Each record needs to be transcribed word for word, though without its pictures.
*** Data for review Section Begins ***
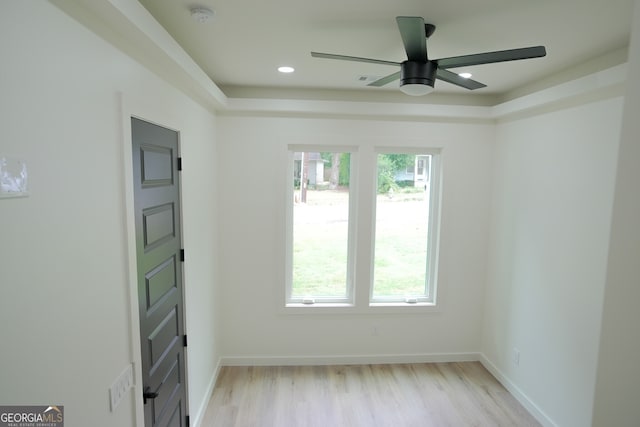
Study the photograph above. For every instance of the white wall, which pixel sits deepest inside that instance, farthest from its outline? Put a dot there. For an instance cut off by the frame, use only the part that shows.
(253, 237)
(618, 379)
(553, 193)
(65, 313)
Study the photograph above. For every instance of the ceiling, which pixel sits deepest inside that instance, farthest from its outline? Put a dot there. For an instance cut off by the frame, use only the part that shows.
(242, 46)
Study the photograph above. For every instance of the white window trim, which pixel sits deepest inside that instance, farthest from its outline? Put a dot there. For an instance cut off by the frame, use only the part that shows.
(428, 299)
(359, 293)
(348, 300)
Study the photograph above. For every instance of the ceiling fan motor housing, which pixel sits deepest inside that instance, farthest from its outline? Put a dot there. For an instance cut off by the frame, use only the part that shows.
(413, 72)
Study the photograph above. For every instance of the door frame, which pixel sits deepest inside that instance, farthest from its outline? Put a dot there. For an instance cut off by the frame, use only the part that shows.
(142, 109)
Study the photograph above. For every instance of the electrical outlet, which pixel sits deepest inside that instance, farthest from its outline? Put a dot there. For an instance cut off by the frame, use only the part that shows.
(516, 357)
(121, 386)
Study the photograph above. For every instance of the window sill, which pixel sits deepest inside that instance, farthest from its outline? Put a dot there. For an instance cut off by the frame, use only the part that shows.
(372, 308)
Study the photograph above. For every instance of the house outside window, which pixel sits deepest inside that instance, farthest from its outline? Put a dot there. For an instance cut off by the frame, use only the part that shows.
(321, 228)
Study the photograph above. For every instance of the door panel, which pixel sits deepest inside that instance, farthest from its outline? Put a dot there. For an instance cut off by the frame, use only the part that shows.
(160, 294)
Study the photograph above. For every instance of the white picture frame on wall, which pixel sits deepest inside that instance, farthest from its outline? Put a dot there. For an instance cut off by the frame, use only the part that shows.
(13, 178)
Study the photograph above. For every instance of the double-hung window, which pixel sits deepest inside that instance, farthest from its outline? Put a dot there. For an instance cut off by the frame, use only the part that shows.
(320, 230)
(400, 219)
(406, 219)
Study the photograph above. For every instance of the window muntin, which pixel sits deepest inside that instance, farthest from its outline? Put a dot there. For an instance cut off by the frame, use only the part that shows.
(405, 228)
(321, 228)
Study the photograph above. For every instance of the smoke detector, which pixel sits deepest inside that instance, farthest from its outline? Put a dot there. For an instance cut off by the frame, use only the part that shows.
(201, 14)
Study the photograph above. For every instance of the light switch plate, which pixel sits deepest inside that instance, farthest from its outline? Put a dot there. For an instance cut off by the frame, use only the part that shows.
(121, 386)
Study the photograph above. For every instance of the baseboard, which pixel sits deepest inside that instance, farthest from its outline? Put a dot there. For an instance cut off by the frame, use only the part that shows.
(521, 397)
(348, 359)
(196, 420)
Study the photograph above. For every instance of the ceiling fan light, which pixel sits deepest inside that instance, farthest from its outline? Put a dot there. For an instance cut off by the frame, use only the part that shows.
(416, 89)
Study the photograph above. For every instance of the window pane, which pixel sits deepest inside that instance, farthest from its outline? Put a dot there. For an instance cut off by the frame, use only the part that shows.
(320, 225)
(402, 227)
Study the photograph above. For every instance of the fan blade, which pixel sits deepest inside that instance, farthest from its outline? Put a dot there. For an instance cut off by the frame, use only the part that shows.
(491, 57)
(352, 58)
(455, 79)
(414, 37)
(384, 80)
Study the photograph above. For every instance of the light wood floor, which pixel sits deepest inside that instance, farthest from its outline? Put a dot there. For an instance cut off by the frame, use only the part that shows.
(424, 395)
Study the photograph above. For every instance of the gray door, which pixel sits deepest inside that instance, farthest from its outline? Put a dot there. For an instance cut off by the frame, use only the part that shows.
(158, 251)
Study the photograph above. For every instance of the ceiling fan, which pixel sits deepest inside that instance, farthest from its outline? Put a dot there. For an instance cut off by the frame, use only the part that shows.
(418, 73)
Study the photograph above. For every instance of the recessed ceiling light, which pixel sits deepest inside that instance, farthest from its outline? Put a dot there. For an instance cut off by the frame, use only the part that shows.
(201, 14)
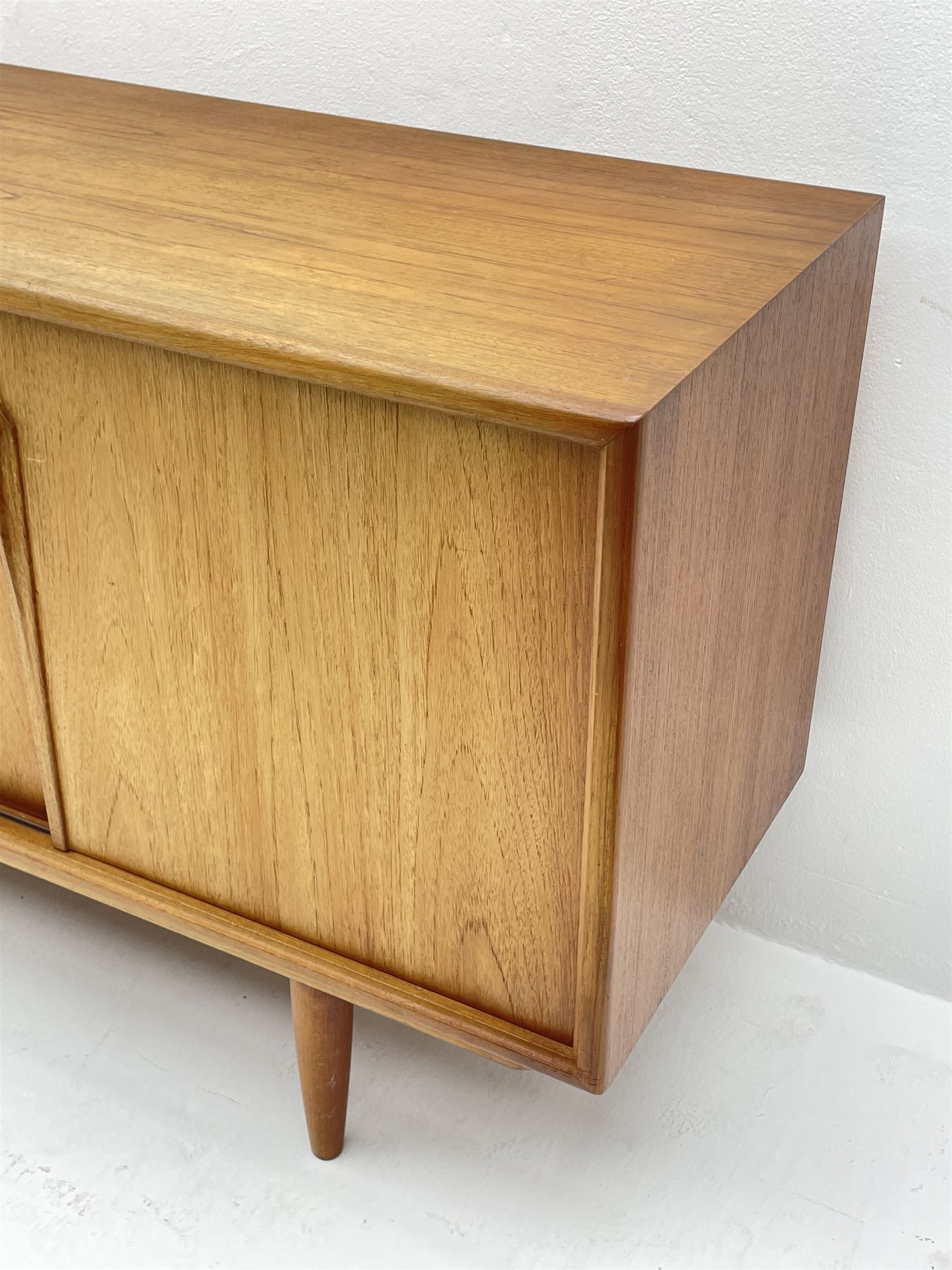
*** Data for review Section Ends ***
Task output:
Study the photograph above. For every instance of the white wall, which pixel sits deepest inside that instance, farthest from its outline? Put a dot there. For an instance cut off by the frame, use only the part that shows.
(253, 237)
(618, 379)
(553, 193)
(65, 313)
Study the photograph above. For every instance of the ceiling, which pixel sits deepest inside that instance, farthest from its outline? Put a dot there. For an instance cut off by the frame, use only the part that shows.
(242, 46)
Study the photograph above. For every instance of the white window trim, which pixel sits deepest inside that instance, farthest from its outline? Put a dot there. For an instance cut off by the frame, use only the part that shows.
(428, 299)
(359, 293)
(348, 300)
Study the photograph above. For every instance of the ceiling fan motor housing, which pixel sits deepest inside that instance, farthest from its outline? Put a dot there. For an instance cut off by the frame, use only the part that shows.
(413, 72)
Study the photograph above. For every instance of the door frame, which pixel sits deepest inside that instance, farthest from its outline? Put a dot there. For an instance cut off by the frame, use only the part that shows.
(142, 109)
Study the photograph above. For every instance of the electrical outlet, which pixel sits deepest inside that instance, farthest from its outline? Put a dot there. For an instance cut off by the frame, use only the part that shows.
(516, 357)
(121, 386)
Study the photograph above. For every instance of the window sill, which pixel sits deepest inside that instance, farthest from its outline? Put a dot there. For an instance cut off by the frame, use only the part that shows.
(372, 308)
Study the photograph above. For every instance of the house outside window, which pixel sits deepest inside that instance, farthest from its outline? Put a dot there. For an instance cut off by the frame, use only the part that shows.
(321, 228)
Study the photograph above. For every instance of the door panel, which pixel sits deepest inside that instance, farthest from its outline? Put a dot there. For an instance cut off by the frame, use only the part that shows.
(160, 294)
Study the photograph above. For every instance of the white picture frame on wall, which pixel sits deepest inside that instance, farthest from its outline? Put a dot there. For an instance cut off by the frame, use only the part that shows.
(13, 178)
Study the photograph above. For every instance of the double-hung window, which pixel sits deepest inside that instance, farthest from its outline? Put a dot there. For an instance cut off by the frame, use only the part that shows.
(320, 230)
(400, 219)
(406, 219)
Study the photograph above. For every instance of the window muntin, which pixel sits deepest inside that instance, farthest from its outline? Put a dot there. For an instance cut off by the frame, use only the part that shows.
(405, 228)
(321, 228)
Study the photograph above. For every instance of the smoke detector, which pixel sits deepest inside that instance, farthest from its outline? Put a dot there. For an instance cut off by the frame, use only the part that shows.
(201, 14)
Study the photograph above. For every instance of the light switch plate, which pixel sits deepest inside that instance, farthest from its outline? Put a dot there. For an instance cut off by the frame, use only the part that shows.
(121, 386)
Study the photograph above. For every instance of the baseboard, which pixel sits deepest inside that instance, farthest from its outline? Put a dot there. For an instance cut off by the frame, use only the part that shows.
(521, 397)
(348, 359)
(196, 420)
Study the photograph above. For every instance of the ceiling fan light, which pixel sits deepest inside that instance, farthest from its outline? Put a dot there. For an instance cut off by the frame, use only the part that shows.
(416, 89)
Study the photograph above. For every instance of the window pane, which pixel sits deepest inside that instance, farthest from its outline? Put a dot there. For an instance cut off by the frame, use only the part that shows.
(320, 225)
(402, 227)
Study the photograph above. For every instance of the fan blade, which pixel sits deepest inside that instance, farthest from its outline? Put a dot there. For an instance cut off by the frame, use only the part that shows.
(491, 57)
(352, 58)
(455, 79)
(414, 37)
(384, 80)
Study the photograph above. For every instance of the light wood floor, which pixel sits deepest inside that instance, farthest from its outline? Put a dot there. For an instance cut off by the frame, use only the part that shows.
(424, 395)
Study the photograph above. For every instance of the gray door, which pixel sits deepest inside that instance, farthest from its outline? Put a dot there. For an instance cut off by the frame, use only the part that shows.
(158, 251)
Study the photograph above. For every instance of the ceiling fan, which pixel sits deepest inside that instance, farthest from its outline? Put a dot there. For an instance cut off by the frame, use only the part that shows.
(418, 73)
Study the photograph above. For every instance of the recessed ceiling light, which pixel sits deepest inside that instance, farthest from its outline? Put a dot there. For an instance cut off by the frame, use only the part that shows.
(201, 14)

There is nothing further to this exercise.